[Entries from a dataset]

○ ○ ○ ○

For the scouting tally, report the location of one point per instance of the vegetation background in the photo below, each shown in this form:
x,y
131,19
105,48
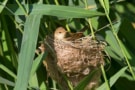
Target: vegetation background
x,y
23,23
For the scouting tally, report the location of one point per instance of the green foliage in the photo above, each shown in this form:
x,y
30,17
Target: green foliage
x,y
24,23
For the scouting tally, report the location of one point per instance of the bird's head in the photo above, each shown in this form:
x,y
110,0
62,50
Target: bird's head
x,y
60,33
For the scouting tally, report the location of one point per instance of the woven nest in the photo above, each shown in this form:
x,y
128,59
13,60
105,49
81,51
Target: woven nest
x,y
75,59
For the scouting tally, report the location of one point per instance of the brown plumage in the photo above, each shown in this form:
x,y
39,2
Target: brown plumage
x,y
73,55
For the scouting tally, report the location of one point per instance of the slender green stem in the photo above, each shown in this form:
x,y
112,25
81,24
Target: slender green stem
x,y
25,12
104,75
56,2
115,34
89,21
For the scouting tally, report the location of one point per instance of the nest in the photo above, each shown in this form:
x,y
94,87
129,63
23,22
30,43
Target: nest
x,y
75,59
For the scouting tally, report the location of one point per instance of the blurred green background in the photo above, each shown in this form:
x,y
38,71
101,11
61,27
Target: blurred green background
x,y
24,23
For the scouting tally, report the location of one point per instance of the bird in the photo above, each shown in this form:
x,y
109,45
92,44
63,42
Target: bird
x,y
73,55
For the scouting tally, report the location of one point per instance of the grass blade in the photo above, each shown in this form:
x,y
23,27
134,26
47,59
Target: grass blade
x,y
27,51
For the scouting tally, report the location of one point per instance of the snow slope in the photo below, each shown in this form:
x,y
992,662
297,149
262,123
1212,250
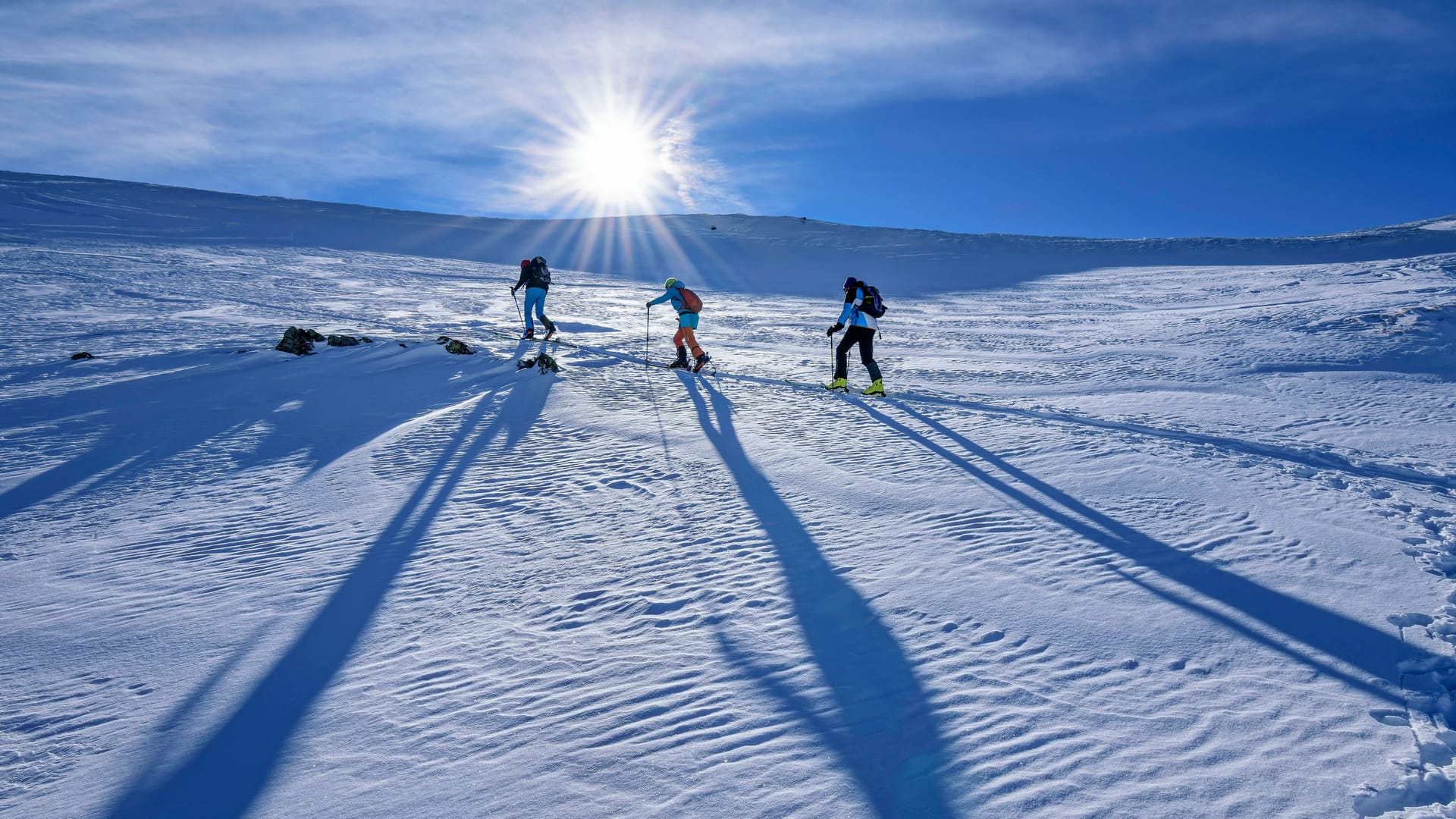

○ ○ ○ ○

How many lines of the data contain the word "below"? Reply with the number alone.

2